WHAT TO DO:
Edit the data below so that "detection request" becomes "labeling prompt" and nothing else changes. Leave the pictures out of your answer.

(Entries for bounding box labeling)
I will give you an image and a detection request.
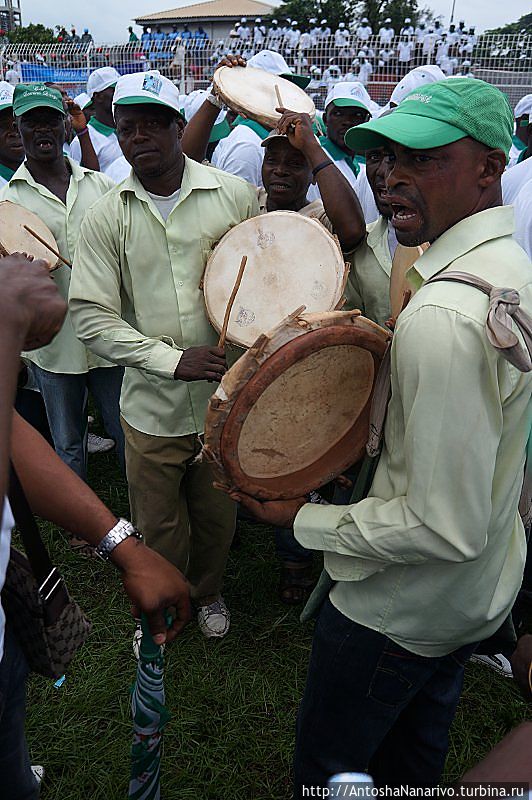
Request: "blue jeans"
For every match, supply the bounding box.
[0,627,39,800]
[31,364,125,481]
[294,599,476,800]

ANSWER FOR THE TASK:
I will give you an image and a labeling prompt.
Request: "blue jeans"
For every match, supply the bounding box.
[0,627,39,800]
[31,364,125,481]
[294,599,476,800]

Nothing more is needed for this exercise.